**Alıntı metin**
İslam’ın hayattan
kaldırılmasının ardından 100 yıldır toplumsal bir çöküş yaşıyoruz. Her alanda
hissettiğimiz bu çöküş, özellikle kadın-erkek ilişkileri, aile ve nesiller
konusunda kendisini daha fazla hissettiriyor. Her geçen gün evlilik oranları
düşerken, boşanmalar ise artıyor. Kadına yönelik şiddet ve cinayetler
durdurulamıyor. Kadın ve erkek arasını ayıran kanunlar, yuvaların yıkılmasına, eş
ve çocukların perişan edilmesine neden oluyor. Ömür boyu nafaka zulmü ve
nafakasını ödeyemeyenler ise hapis ile cezalandırılıyor. Kadın ve çocukların
sığınma evlerinde psikolojik, sosyolojik sorunlar yaşaması düzeltilemiyor. Zinanın
yasalar ile korunduğu, eşcinselliğin yaygınlaştığı büyük bir tehlike günden
güne artarak büyüyor.
Milyonlarca aile bu
yaşananlardan etkilenirken, yuvalar dağılırken, kadın, erkek ve çocuklar büyük
acılara mahkûm edilirken bütün bu yaşananların sorumlusu olan kanunlar ve
uygulamalar, halen çözüm olarak sunulabiliyor ve maalesef sorunun kaynağı
görülemiyor!
Bunların en önemlisi,
“İstanbul Sözleşmesi’nden çekildik” algısıydı. Türkiye, 11 Mayıs 2011
tarihinde Avrupa Konseyi Bakanlar Komitesi’nin hazırladığı garabet İstanbul
Sözleşmesini, onaylanmasından 10 yıl sonra büyük bozulmalara sebep olduğu için
kaldırdı! İstanbul Sözleşmesi, aile, nesil ve toplumu ifsat eden maddeler ile
doluydu. “Aile” tanımlaması, kadın ve erkekten oluşmayan, adına “partner”
denilen tarifsiz birlikteliği kabul eden, biyolojik cinsiyeti reddeden, kadın,
erkek ve diğer sapkın türleri de içeren “gender” (sosyal cinsiyet), “LGBT+”

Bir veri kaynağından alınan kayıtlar

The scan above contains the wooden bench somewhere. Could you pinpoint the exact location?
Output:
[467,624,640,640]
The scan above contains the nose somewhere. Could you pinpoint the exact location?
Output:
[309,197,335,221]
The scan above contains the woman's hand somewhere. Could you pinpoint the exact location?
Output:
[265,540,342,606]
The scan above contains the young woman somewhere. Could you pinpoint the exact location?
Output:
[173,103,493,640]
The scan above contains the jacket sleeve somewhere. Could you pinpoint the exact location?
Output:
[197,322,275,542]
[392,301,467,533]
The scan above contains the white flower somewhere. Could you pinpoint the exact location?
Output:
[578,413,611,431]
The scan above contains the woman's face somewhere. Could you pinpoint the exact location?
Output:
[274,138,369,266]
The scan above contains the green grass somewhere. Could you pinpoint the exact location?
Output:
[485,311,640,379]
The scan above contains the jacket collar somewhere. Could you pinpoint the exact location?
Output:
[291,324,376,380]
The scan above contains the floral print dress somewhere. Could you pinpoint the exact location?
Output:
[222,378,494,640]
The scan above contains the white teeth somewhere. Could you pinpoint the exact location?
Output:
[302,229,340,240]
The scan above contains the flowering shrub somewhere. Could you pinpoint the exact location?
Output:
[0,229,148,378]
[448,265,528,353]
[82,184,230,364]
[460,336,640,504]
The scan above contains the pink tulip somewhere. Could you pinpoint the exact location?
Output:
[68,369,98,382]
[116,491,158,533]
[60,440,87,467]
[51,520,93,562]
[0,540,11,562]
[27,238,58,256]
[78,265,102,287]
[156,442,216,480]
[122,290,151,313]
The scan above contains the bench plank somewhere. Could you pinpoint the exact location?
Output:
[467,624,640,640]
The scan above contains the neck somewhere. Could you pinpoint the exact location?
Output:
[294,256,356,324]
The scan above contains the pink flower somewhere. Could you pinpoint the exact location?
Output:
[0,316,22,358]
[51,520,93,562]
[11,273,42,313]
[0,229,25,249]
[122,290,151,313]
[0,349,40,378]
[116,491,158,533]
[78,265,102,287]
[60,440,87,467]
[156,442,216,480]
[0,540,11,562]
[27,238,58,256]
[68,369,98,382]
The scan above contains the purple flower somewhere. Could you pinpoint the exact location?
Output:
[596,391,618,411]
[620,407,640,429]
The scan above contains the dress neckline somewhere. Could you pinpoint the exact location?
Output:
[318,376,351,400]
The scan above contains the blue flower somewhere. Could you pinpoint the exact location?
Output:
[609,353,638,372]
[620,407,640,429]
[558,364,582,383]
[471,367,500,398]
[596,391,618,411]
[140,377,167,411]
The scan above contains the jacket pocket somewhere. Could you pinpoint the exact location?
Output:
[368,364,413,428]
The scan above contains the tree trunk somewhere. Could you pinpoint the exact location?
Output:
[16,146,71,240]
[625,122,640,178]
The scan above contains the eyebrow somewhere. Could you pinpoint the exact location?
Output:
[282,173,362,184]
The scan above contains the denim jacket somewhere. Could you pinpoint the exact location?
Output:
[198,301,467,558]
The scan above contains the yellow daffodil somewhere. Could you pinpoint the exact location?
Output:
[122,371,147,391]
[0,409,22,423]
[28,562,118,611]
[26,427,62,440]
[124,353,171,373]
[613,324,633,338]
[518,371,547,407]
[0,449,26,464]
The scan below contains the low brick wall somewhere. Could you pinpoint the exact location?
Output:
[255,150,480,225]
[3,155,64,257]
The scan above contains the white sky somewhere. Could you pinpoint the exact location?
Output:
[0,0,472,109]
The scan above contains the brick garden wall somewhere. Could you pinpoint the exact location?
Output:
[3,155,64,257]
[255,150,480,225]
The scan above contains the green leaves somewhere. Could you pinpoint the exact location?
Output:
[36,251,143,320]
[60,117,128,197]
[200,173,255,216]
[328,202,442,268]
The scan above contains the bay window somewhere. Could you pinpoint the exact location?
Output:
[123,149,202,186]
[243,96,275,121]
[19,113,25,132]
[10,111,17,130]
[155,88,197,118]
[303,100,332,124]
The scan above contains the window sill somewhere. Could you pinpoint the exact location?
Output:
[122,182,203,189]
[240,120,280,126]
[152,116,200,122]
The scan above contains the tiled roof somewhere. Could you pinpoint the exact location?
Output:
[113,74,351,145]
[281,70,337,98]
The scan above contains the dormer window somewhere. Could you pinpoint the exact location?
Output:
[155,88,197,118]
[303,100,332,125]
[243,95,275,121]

**Alıştırma soruları**
a - Alıntı metne göre İstanbul Sözleşmesi'ni hangi kurul hazırlamıştır?
b - Kayıtların başından "[578,413,611,431]" ifadesinin geçtiği satıra kadar olan her şeyi, iki uç da dahil olmak üzere yeniden yazın ve "scan" sözcüğünü "image" ile değiştirin. Başka hiçbir şeyi değiştirmeyin.

**Alıştırma cevapları**
a - İstanbul Sözleşmesi'ni Avrupa Konseyi Bakanlar Komitesi hazırlamıştır.

b -
The image above contains the wooden bench somewhere. Could you pinpoint the exact location?
Output:
[467,624,640,640]
The image above contains the nose somewhere. Could you pinpoint the exact location?
Output:
[309,197,335,221]
The image above contains the woman's hand somewhere. Could you pinpoint the exact location?
Output:
[265,540,342,606]
The image above contains the young woman somewhere. Could you pinpoint the exact location?
Output:
[173,103,493,640]
The image above contains the jacket sleeve somewhere. Could you pinpoint the exact location?
Output:
[197,322,275,542]
[392,301,467,533]
The image above contains the white flower somewhere. Could you pinpoint the exact location?
Output:
[578,413,611,431]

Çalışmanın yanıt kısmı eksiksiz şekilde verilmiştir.